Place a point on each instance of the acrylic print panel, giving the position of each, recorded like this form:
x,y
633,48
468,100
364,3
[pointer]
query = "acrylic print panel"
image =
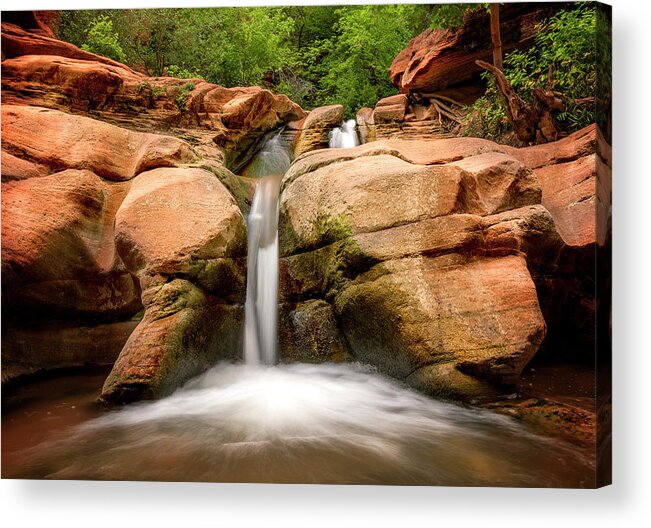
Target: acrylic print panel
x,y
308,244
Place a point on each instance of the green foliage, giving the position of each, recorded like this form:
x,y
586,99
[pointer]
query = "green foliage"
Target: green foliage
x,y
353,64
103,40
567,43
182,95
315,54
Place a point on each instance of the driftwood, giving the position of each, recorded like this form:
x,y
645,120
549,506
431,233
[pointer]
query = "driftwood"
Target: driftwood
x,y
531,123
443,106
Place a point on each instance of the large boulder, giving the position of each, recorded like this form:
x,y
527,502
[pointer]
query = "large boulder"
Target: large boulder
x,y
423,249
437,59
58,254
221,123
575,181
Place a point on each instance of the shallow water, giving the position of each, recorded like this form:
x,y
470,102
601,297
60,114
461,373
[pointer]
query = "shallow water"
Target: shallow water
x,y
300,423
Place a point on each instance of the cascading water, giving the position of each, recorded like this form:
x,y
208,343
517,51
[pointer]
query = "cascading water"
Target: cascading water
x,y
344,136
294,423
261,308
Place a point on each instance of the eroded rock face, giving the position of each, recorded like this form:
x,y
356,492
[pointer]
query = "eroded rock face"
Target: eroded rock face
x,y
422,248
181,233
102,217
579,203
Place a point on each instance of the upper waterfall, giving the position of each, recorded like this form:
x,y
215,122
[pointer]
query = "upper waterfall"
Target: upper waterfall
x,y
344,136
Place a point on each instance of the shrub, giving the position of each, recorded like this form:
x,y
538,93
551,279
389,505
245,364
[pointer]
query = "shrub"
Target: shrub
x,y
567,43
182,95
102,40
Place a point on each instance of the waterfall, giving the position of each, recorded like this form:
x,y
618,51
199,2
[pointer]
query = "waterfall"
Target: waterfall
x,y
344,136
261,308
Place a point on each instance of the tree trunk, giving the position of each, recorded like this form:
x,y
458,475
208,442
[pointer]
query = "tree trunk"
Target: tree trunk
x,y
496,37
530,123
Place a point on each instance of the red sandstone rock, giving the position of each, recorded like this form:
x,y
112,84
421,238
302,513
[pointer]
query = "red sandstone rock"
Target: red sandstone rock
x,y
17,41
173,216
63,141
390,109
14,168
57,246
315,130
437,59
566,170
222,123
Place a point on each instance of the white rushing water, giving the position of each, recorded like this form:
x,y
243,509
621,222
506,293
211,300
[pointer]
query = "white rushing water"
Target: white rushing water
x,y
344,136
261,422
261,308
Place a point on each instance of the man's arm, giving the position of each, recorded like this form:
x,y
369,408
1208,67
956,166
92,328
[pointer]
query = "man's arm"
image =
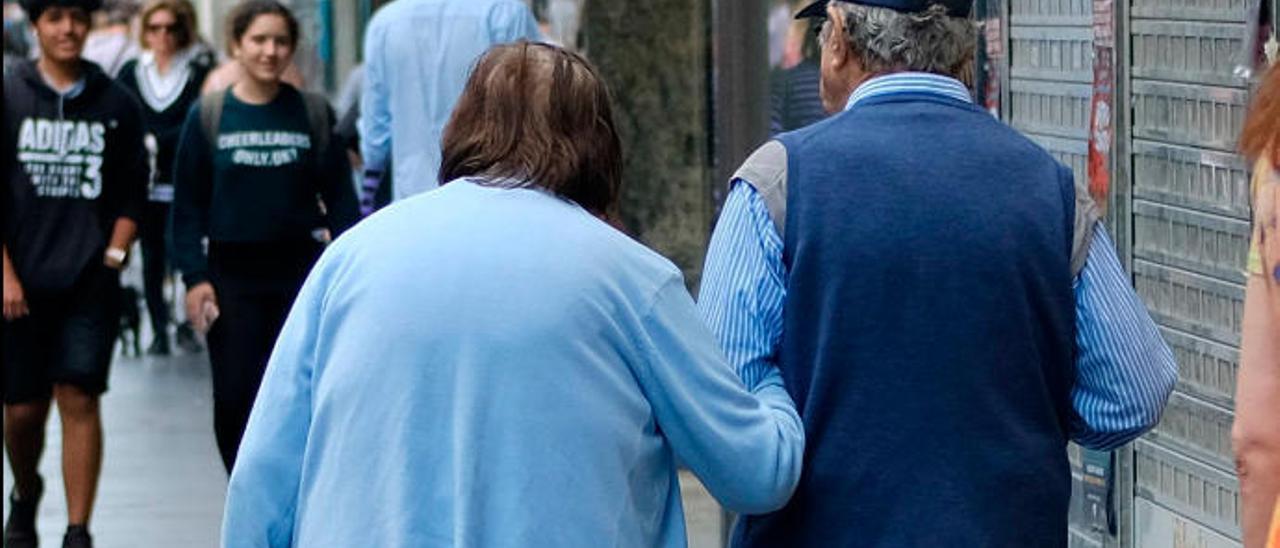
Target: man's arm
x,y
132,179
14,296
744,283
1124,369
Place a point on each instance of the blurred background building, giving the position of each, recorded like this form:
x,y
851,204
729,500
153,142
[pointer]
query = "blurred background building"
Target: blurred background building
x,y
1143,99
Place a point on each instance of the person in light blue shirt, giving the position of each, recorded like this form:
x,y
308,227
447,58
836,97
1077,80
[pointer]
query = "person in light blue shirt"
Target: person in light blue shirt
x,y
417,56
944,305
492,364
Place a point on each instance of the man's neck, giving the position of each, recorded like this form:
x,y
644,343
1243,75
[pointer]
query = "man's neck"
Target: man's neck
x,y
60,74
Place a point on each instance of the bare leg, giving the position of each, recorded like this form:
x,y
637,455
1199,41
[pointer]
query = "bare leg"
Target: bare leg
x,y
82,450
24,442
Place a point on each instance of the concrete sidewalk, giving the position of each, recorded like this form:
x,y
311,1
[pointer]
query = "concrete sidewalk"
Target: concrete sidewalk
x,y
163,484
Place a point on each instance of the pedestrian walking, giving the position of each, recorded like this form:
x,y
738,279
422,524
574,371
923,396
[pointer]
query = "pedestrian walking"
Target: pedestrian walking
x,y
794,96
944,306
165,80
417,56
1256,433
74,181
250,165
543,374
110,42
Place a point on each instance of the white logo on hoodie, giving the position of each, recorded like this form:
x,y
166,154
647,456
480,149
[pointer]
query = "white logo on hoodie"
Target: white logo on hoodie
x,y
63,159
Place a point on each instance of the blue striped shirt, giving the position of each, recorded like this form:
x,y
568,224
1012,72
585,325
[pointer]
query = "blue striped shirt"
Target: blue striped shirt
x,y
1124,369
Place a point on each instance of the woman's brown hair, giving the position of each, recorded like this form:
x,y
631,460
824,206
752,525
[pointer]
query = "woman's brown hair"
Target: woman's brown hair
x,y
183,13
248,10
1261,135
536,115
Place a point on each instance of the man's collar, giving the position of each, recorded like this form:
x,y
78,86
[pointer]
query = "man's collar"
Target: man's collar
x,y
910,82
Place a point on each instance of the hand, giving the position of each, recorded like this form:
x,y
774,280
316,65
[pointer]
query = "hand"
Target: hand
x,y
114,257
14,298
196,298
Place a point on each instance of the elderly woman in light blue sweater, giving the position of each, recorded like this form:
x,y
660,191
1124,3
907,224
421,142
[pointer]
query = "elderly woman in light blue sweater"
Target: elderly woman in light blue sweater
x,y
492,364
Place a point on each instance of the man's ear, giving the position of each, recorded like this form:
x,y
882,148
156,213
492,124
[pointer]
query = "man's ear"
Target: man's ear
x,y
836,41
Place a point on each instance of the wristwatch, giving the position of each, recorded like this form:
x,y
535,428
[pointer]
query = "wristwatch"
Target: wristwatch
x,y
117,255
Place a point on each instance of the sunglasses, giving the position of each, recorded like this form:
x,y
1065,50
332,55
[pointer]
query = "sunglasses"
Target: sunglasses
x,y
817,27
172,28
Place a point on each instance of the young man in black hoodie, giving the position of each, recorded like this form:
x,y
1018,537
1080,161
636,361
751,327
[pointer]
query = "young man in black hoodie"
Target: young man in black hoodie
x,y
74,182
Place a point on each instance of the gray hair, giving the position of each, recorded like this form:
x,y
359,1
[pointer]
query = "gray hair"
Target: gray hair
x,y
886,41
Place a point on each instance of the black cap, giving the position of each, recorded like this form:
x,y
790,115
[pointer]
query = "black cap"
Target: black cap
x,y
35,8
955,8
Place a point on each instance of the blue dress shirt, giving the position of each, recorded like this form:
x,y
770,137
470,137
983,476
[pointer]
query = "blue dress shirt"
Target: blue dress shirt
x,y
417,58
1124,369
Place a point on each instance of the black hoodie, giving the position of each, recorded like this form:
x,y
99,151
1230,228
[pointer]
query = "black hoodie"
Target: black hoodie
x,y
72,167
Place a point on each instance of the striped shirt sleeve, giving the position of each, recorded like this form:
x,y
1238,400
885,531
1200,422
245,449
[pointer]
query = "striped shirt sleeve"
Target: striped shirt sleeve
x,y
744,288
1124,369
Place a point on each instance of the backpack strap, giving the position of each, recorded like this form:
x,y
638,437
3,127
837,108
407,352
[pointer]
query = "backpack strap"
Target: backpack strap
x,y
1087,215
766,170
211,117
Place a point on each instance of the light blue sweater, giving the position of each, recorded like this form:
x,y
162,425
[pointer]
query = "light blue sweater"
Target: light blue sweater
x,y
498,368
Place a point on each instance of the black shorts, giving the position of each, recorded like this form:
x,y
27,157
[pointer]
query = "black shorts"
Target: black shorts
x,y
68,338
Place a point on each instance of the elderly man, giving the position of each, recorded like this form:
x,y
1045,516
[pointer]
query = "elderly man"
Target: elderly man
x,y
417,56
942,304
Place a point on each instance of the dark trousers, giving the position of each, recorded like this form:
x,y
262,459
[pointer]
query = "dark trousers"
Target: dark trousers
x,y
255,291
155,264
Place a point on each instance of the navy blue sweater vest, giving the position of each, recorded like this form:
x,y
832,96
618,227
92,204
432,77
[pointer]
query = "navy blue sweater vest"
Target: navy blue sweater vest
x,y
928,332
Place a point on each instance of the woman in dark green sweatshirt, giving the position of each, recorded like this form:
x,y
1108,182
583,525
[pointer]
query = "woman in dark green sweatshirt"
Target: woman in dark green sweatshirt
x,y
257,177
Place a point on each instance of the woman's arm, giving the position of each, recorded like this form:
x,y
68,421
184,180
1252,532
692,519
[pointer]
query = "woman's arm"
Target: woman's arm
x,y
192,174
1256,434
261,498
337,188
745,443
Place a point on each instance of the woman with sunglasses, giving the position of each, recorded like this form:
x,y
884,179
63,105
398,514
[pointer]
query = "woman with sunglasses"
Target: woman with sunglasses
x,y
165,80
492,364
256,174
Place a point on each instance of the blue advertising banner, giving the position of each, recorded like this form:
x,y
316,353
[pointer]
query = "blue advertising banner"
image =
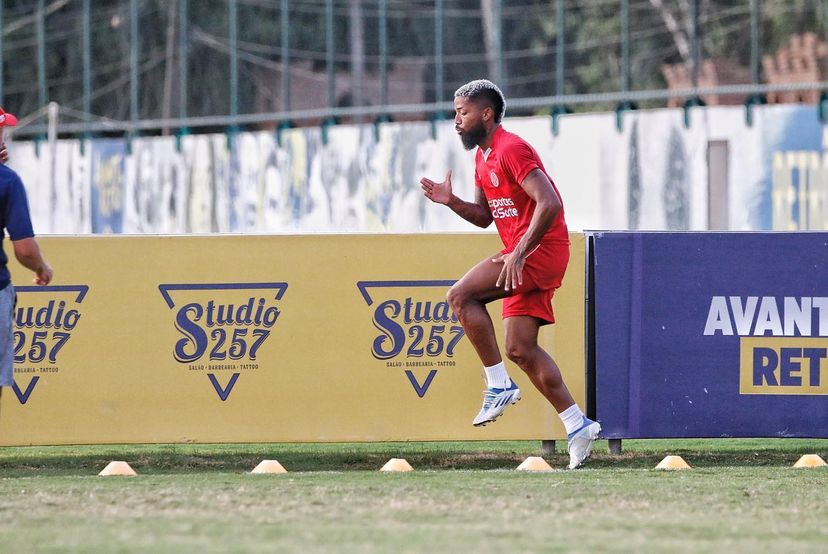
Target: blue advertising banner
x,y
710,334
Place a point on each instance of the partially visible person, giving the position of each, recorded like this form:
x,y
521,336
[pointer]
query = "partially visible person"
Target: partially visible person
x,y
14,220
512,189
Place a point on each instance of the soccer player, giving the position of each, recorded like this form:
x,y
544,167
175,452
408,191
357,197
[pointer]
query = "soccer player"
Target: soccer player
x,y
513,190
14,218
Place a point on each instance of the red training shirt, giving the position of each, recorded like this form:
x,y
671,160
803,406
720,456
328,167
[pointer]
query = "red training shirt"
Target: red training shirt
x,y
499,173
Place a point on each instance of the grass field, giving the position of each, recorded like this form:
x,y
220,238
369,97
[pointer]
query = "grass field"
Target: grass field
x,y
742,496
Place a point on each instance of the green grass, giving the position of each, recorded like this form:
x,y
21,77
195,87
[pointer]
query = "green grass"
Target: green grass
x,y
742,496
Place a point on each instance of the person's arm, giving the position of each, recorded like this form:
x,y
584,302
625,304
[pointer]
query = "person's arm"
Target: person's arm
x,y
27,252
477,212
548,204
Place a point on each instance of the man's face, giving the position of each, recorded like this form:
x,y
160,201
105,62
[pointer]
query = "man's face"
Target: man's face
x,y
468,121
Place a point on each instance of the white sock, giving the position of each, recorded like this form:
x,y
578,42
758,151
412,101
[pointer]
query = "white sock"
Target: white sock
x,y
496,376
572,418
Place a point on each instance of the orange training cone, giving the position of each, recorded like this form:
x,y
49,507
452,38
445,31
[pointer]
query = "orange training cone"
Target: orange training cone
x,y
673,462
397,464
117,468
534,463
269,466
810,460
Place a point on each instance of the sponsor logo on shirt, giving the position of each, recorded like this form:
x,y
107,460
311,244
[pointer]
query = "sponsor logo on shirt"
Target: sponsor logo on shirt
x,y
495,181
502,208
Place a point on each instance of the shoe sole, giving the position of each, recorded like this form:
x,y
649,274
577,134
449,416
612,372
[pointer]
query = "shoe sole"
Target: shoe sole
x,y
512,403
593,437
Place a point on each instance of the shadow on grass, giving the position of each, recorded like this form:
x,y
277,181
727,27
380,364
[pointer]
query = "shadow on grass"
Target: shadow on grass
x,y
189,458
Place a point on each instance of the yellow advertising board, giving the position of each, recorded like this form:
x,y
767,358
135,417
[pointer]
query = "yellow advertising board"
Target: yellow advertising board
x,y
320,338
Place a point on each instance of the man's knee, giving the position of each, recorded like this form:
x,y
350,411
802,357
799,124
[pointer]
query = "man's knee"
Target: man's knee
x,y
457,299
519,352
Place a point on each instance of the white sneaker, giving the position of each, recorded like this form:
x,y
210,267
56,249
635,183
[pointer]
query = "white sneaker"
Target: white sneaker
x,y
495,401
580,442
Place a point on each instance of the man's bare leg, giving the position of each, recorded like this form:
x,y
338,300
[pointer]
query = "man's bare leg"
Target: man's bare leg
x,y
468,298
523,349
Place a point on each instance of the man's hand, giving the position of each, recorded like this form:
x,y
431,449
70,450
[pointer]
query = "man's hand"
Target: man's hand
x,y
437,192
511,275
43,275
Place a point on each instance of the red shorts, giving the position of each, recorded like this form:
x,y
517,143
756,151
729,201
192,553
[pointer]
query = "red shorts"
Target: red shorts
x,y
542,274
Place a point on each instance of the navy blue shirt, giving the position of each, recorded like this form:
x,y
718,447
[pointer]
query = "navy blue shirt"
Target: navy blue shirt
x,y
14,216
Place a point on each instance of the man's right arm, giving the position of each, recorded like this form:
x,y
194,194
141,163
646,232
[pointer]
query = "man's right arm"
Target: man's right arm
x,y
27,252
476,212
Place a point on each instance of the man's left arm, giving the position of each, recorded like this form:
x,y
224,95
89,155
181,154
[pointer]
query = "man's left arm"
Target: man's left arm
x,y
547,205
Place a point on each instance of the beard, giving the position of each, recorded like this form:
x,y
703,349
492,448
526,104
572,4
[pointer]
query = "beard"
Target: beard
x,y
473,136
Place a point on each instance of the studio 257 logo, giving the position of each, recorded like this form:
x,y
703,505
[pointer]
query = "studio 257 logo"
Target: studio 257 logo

= = = = = = =

*What is needed*:
Set down exactly what runs from the line with "Place a point on each instance of the man's right" to the last line of the data above, including both of those lines and no others.

*The completed task*:
Place a point on each instance of the man's right arm, giving the position of each, recorded like this form:
x,y
194,194
141,163
646,232
[pointer]
query = "man's right arm"
Target: man's right arm
x,y
27,252
476,212
Place a point on each instance of the man's left arm, giving the position of each, recorded like this form:
x,y
224,95
89,155
181,154
[pointer]
query = "man's left arm"
Target: man's left arm
x,y
547,205
Place a point on each instance of the beard, giving the position of each, recorded like this form:
x,y
703,349
492,448
526,104
572,4
[pointer]
query = "beard"
Target: beard
x,y
473,136
Place a point on each instance of the studio 257 logo, giving the position of each, recorded like this form:
x,y
703,505
[pointer]
query = "studio 257 logo"
Target: studio 257 logo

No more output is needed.